**What you have to do:** Search the records below for the line containing "the blue unit". Write out that line and every line after it exactly as written.

Data Block Start

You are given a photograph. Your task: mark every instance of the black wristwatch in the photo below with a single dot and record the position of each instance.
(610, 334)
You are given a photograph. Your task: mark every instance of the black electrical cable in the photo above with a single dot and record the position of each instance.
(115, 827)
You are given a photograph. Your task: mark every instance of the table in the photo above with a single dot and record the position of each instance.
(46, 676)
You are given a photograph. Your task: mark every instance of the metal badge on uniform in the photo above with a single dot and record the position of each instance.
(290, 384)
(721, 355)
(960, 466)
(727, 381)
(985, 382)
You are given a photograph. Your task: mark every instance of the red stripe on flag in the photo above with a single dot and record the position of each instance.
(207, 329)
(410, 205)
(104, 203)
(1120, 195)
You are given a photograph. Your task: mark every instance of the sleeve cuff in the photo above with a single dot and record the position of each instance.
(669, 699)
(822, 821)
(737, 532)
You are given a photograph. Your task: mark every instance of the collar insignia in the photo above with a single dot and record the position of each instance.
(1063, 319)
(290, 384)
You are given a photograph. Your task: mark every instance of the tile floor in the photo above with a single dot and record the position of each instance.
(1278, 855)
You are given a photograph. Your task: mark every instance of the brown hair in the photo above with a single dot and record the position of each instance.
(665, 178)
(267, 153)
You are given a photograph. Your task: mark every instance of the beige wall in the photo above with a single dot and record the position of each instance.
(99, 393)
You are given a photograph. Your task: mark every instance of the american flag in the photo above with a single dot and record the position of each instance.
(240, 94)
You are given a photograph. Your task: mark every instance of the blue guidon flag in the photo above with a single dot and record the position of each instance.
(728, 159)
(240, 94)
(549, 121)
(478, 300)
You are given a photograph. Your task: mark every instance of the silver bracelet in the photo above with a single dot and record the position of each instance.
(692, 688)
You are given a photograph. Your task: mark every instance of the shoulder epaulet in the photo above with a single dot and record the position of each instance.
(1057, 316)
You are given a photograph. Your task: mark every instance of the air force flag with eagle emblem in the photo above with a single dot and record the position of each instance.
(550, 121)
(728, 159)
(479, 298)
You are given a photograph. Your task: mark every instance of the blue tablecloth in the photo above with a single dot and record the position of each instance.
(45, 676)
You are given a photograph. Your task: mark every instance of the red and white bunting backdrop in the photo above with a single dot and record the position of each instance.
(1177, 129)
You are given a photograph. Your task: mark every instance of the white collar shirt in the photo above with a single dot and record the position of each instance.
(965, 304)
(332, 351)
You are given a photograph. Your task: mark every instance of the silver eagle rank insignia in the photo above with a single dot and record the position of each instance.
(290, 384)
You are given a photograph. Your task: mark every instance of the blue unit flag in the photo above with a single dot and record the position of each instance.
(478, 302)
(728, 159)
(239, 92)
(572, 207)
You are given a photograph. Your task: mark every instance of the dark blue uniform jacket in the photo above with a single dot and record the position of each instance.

Data Block End

**Task result:**
You are given a photograph. Your task: mark every instance of the blue unit flag in the photo above with a single dot and record the position of each instance.
(478, 302)
(728, 159)
(239, 92)
(572, 207)
You are given a photograph. Your task: mark every instance of the dark blue uniform jacket in the photo above with a single dot and record the position of each instance.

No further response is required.